**RECORDS SHOWN:**
-- -- --
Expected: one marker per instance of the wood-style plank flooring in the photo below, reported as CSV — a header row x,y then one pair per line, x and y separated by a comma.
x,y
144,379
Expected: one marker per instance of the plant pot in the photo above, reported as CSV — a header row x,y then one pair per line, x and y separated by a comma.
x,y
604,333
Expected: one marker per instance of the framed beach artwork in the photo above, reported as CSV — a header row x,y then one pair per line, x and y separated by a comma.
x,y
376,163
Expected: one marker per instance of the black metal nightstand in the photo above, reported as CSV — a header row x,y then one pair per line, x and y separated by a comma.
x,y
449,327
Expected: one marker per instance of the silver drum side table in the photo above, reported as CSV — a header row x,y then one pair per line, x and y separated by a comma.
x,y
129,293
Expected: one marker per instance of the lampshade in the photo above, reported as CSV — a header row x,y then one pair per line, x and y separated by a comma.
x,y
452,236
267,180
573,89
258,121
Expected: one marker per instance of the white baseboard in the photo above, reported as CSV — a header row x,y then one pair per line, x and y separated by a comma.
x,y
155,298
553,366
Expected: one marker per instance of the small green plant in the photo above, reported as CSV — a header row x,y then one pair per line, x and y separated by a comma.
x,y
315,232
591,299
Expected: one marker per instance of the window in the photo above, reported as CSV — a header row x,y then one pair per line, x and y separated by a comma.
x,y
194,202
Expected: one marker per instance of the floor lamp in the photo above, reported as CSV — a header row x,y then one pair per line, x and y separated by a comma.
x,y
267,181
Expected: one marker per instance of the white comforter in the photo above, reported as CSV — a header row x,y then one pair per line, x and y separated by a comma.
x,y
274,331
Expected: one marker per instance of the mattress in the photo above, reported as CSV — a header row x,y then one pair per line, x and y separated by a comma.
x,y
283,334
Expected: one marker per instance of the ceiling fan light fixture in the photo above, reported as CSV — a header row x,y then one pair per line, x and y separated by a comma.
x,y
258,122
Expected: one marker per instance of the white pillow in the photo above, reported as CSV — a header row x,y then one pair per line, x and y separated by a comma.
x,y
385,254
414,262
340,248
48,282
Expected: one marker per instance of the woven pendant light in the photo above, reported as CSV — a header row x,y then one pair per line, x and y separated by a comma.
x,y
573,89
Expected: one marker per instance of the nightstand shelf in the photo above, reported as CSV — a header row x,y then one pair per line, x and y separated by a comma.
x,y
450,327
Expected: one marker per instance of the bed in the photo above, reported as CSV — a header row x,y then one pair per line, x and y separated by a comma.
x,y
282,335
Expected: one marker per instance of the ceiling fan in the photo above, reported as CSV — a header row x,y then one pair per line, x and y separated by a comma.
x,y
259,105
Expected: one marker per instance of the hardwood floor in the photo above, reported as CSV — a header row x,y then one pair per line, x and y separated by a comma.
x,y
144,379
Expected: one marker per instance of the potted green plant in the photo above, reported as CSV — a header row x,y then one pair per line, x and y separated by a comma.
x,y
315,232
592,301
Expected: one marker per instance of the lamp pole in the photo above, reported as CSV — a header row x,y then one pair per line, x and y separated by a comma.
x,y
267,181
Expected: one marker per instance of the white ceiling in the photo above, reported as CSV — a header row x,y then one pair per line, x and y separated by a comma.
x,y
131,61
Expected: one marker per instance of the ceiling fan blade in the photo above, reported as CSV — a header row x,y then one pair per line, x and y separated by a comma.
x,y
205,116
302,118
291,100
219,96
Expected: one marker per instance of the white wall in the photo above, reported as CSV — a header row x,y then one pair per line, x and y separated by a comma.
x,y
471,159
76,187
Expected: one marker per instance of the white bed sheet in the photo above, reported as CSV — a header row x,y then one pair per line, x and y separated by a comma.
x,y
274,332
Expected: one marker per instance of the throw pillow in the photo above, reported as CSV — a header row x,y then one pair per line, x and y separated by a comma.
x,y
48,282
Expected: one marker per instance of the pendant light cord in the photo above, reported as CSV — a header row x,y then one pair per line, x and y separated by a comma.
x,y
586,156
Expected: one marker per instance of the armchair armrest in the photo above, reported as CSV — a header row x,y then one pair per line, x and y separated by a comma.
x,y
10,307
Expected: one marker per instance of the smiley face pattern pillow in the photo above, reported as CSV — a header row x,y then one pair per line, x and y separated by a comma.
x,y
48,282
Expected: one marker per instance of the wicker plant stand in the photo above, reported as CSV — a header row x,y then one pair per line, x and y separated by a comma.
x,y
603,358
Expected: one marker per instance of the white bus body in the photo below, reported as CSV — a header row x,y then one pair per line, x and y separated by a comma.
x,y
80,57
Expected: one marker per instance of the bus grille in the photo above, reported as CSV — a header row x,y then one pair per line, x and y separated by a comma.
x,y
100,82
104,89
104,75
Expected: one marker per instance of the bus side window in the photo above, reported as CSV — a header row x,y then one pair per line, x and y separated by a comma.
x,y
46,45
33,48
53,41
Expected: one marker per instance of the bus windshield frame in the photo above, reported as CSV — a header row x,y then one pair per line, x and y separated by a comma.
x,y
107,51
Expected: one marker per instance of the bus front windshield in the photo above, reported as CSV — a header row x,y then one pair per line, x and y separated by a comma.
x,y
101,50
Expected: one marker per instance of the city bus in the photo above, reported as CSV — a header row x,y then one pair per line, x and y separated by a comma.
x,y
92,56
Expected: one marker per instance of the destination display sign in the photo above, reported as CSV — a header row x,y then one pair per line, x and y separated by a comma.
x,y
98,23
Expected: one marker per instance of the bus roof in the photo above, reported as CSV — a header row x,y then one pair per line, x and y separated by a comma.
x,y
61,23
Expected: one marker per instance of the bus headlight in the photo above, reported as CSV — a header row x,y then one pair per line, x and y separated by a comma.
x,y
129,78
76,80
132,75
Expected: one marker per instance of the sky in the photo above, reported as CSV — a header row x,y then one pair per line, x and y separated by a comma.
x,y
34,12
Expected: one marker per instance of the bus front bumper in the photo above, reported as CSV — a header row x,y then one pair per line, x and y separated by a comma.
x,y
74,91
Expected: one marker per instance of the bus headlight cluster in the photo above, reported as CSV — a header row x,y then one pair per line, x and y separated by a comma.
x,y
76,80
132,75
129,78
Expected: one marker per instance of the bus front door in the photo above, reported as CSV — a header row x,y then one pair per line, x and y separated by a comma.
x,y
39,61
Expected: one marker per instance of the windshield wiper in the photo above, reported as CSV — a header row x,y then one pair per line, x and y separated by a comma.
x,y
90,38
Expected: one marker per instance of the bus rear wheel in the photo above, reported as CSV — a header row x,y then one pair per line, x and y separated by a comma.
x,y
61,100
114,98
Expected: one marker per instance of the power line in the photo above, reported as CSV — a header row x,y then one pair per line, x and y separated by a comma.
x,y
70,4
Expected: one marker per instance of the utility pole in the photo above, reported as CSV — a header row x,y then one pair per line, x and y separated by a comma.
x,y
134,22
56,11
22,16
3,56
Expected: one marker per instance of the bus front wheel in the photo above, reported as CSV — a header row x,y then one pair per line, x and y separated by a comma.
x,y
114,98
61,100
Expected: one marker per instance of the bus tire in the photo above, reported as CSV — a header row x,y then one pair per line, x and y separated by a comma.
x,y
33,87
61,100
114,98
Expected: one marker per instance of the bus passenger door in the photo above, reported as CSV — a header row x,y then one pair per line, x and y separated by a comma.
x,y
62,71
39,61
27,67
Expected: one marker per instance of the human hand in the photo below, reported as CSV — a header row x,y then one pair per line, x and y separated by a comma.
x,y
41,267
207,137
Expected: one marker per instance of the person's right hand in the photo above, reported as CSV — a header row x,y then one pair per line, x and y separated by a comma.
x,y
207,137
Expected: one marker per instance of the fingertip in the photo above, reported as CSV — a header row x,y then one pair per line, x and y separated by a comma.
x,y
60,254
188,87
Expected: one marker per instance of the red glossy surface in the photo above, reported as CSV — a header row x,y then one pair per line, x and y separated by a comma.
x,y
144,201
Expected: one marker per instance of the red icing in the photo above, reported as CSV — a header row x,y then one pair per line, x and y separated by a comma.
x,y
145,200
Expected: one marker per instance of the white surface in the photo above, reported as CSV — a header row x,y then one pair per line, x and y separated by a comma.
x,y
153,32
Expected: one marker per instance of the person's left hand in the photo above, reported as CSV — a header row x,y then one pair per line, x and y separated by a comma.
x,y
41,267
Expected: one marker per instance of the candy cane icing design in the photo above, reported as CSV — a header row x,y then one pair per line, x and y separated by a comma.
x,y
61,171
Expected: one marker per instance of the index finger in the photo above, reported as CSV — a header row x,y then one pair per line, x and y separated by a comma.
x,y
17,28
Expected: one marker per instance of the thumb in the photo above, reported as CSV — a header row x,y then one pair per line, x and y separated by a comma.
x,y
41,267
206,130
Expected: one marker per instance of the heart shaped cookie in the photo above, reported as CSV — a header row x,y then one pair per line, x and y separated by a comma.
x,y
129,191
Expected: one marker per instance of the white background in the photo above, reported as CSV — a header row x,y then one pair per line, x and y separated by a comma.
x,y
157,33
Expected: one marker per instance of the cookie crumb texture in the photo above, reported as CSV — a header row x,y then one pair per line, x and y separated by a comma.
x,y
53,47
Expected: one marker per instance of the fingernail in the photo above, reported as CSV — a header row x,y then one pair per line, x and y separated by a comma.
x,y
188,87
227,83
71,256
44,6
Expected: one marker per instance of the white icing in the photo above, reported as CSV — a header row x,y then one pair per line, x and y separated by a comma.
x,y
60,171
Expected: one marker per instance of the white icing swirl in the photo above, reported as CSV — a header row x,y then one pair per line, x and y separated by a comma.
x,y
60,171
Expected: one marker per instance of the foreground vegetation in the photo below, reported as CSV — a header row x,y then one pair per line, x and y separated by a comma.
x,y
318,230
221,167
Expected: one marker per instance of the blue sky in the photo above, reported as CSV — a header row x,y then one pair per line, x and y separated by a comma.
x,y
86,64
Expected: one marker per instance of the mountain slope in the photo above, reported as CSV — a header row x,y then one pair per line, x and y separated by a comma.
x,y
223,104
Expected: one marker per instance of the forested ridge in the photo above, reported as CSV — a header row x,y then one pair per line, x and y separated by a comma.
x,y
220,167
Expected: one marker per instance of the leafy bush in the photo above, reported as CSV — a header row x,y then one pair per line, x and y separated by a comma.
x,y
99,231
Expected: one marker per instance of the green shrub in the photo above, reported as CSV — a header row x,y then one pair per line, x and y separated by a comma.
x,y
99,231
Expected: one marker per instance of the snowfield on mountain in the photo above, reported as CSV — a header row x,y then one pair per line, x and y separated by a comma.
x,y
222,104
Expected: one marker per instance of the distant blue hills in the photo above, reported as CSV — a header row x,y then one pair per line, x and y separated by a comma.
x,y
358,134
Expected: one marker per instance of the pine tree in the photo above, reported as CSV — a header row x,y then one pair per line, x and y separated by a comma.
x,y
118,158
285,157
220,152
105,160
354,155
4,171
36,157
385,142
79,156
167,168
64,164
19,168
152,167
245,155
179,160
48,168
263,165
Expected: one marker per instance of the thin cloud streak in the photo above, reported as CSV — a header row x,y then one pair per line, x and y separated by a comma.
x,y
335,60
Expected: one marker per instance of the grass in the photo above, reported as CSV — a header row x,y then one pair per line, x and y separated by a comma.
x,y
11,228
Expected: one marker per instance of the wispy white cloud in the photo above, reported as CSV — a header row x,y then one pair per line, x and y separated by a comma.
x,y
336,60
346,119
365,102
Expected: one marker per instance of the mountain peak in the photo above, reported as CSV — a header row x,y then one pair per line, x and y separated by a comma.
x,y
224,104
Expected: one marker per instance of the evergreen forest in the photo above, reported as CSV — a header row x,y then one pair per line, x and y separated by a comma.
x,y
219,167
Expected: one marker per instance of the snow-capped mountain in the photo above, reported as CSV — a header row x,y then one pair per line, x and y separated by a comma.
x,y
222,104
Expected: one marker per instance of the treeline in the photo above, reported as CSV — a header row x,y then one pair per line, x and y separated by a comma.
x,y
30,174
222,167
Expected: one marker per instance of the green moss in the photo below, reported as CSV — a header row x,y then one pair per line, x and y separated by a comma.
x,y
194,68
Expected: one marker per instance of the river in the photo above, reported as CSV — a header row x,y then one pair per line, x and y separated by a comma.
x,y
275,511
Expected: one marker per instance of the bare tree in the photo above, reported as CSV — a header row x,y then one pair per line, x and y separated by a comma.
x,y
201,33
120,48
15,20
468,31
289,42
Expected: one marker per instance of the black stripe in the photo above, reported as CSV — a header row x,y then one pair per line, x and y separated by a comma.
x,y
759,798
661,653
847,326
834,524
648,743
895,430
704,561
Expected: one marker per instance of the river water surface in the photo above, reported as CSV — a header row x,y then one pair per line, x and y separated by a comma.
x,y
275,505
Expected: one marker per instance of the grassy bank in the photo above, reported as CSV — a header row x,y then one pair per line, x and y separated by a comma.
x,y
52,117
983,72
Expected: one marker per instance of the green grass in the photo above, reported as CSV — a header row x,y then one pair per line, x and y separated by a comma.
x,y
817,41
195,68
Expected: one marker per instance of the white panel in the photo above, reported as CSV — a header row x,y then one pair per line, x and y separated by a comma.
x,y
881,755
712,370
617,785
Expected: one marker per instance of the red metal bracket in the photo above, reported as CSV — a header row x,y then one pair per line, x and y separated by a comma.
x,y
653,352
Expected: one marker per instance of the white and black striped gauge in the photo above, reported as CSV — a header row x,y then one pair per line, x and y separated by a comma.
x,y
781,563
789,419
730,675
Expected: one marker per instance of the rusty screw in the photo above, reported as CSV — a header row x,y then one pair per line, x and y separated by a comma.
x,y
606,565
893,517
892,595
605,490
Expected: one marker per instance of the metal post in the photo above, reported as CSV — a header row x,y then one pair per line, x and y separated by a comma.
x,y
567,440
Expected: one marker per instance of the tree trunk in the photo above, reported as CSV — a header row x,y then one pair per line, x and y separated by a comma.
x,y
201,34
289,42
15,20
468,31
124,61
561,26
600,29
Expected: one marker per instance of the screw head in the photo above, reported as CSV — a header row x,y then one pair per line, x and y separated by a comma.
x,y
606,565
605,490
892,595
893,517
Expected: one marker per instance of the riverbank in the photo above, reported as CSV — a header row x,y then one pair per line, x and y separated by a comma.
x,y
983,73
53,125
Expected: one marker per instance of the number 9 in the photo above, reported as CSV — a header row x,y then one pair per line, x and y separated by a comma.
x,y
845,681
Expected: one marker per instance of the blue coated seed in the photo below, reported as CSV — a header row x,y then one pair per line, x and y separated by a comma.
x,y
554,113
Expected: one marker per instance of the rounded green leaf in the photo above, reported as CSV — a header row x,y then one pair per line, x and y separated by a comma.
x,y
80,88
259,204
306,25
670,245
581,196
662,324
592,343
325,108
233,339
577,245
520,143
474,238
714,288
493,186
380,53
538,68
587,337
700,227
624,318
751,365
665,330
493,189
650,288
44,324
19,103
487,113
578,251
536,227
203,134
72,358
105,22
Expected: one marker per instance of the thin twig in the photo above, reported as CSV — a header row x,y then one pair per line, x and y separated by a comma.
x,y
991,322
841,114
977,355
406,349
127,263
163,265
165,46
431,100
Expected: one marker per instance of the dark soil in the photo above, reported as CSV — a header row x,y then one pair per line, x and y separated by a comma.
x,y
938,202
-- -- --
**REQUIREMENTS:** Your output consists solely of the lines from the one with "Expected: one marker per instance of the number" through the last line, copied exactly.

**FULL OUTPUT:**
Expected: one marker per instance of the number 9 in the photo above, reported as CSV — a header row x,y then one pair per line, x and y separated by a comma.
x,y
845,681
Expected: one marker per instance of the blue coated seed in the photo below, reported as CSV — a header row x,y then one pair per line, x and y separated by a comma.
x,y
554,113
Expected: one marker per instance of the rounded green leaf in the photo above, reported as CSV — a header row x,y then one pair per line, x and y separated by a comma.
x,y
80,88
259,204
306,25
670,245
581,196
662,324
592,343
325,108
233,339
577,245
520,143
474,238
714,288
493,186
380,53
538,68
587,337
700,227
624,318
751,365
665,330
493,189
650,288
44,324
19,103
487,113
578,251
536,227
203,134
72,358
105,22
Expected: one marker per instance of the thin twig in the photo above, reported as CSV — a header row x,y then one pair per line, x and y separated by a comma.
x,y
991,322
841,114
977,355
406,349
127,263
163,265
165,46
431,100
Expected: one marker per instance of the dark soil in the photo above, reported as CSV — a header row x,y then one pair per line, x and y separated by a comma.
x,y
938,202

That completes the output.